(Items listed in a dataset)
▬▬▬

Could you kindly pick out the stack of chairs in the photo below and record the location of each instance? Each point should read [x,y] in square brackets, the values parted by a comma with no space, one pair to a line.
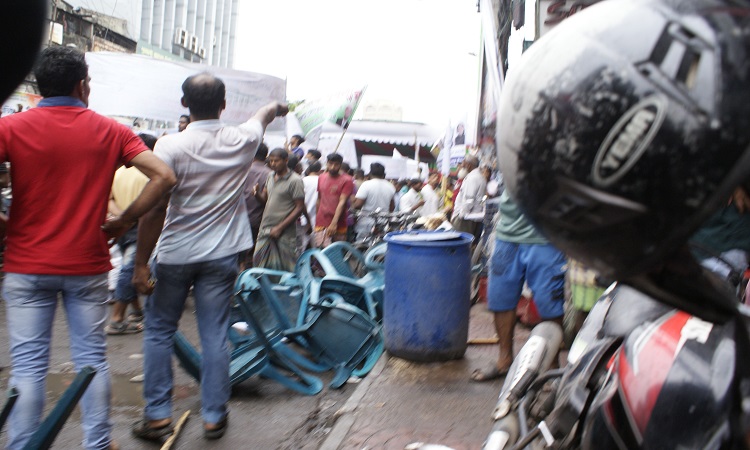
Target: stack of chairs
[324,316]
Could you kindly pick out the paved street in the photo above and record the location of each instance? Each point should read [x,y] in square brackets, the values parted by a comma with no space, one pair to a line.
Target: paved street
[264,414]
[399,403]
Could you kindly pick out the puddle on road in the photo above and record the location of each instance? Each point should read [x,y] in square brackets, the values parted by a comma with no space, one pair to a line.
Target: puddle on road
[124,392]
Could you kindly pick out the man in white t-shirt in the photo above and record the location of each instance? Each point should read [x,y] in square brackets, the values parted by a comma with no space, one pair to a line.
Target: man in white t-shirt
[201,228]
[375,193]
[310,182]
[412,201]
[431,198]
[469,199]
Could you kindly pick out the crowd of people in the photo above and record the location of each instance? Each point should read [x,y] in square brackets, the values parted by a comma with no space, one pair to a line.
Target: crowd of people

▬▬▬

Only the lines above from the one with "Target: puddle on road" up to and including the one with "Could you kindly pick out the man" should be repeated, exactly as written.

▶ [Answer below]:
Target: puddle on road
[124,392]
Could you kindly pick out the man in white t-shirt in the photo above and record the location of each instance? Each point should read [x,y] in square brackets, the values parted by a comma with no space, one pair to a line.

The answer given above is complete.